EXERCÍCIO ESCRITO A
Segundo o texto selecionado, como mergulhavam, flutuavam e nadavam os meninos do rio?

«Os pensamentos são
velhos, novos são os rios dos que nos induzem ao pensamento».
Boaventura Rodrigues Silva
Não há encontros ocasionais. Nem empatias. É uma questão
energética!
Há muito que devíamos o testemunho arrancado ao silêncio e
à escuridão, aqui pelas páginas impressas deste filho herdado (ADN positivo) do
bom amigo Gualter Bacelar. A última vez que o fizemos foi em finais de Setembro
do ano sétimo deste milénio, com Os Meninos
do Rio, altura em que elegemos o nosso rio para confidenciarmos,
desabafarmos, amarmos em silêncio, longe das penumbras, das noções articuladas
do SER, do movimento nuclear das premeditadas antropodiceias (excitantes e
excitadas no “bem-estar” de então), do estar e fluir nas defecadas paragens,
impregnadas pelos “cabaneiros” sem arribanas, mas senhores do seu nariz, com paragem
obrigatória em Terras da Nóbrega,
qual Jardim dos Poetas nos faria
ignorar a saudável “algazarra” dos meninos do rio.
Escrevemos na altura que os ditos “meninos” nasceram junto
ao rio e vivem para ele, mergulhando, flutuando e nadando como peixes
prateados, unidos, solidários e vocacionados para a necessidade lógica de
“dominarem” o seu próprio universo. Hoje, por certo, terão ultrapassado as
vinte e muitas translações e gravitarão por outras paragens e outros rios. Ou,
quiçá, outros mares!

DADOS DO EXERCÍCIO
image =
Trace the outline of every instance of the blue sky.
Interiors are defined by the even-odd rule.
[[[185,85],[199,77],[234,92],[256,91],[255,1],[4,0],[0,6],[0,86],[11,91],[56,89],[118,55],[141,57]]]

==

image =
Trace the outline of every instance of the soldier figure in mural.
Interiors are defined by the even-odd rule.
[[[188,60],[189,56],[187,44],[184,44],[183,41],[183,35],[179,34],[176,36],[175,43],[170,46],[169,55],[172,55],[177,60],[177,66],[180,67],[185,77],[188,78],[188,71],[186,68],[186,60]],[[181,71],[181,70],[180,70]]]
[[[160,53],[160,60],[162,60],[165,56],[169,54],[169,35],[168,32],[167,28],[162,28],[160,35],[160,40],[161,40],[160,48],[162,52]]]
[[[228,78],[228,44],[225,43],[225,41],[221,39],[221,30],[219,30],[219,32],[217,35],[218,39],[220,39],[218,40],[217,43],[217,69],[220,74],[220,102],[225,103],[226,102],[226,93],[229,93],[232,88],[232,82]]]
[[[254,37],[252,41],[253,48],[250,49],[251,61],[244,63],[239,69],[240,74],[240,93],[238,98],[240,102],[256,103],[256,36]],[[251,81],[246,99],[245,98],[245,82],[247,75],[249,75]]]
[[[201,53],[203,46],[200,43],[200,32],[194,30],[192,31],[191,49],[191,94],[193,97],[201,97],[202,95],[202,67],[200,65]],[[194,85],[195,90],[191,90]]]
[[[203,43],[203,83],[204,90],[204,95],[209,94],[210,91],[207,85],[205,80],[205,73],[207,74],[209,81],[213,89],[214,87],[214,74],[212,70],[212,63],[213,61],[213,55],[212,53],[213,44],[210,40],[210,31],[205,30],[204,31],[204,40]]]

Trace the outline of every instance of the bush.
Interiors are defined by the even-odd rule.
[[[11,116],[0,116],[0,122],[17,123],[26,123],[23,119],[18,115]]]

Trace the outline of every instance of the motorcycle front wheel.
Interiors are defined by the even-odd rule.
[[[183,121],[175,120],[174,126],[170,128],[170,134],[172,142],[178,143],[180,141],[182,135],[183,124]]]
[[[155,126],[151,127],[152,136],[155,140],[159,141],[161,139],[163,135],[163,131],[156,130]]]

EXERCÍCIO ESCRITO B
Multiplique por 0,2 as coordenadas nas respostas das linhas de dados, arredondando-as a números inteiros com as metades para cima. Reescreva essas linhas de dados, pedidos incluídos, desde a linha que contém "Trace the outline of every instance of the bush." até à linha que contém "[[[11,116],[0,116],[0,122],[17,123],[26,123],[23,119],[18,115]]]", inclusive.

RESPOSTA ESCRITA A
Como peixes prateados.

RESPOSTA ESCRITA B
Trace the outline of every instance of the bush.
Interiors are defined by the even-odd rule.
[[[2,23],[0,23],[0,24],[3,25],[5,25],[5,24],[4,23]]]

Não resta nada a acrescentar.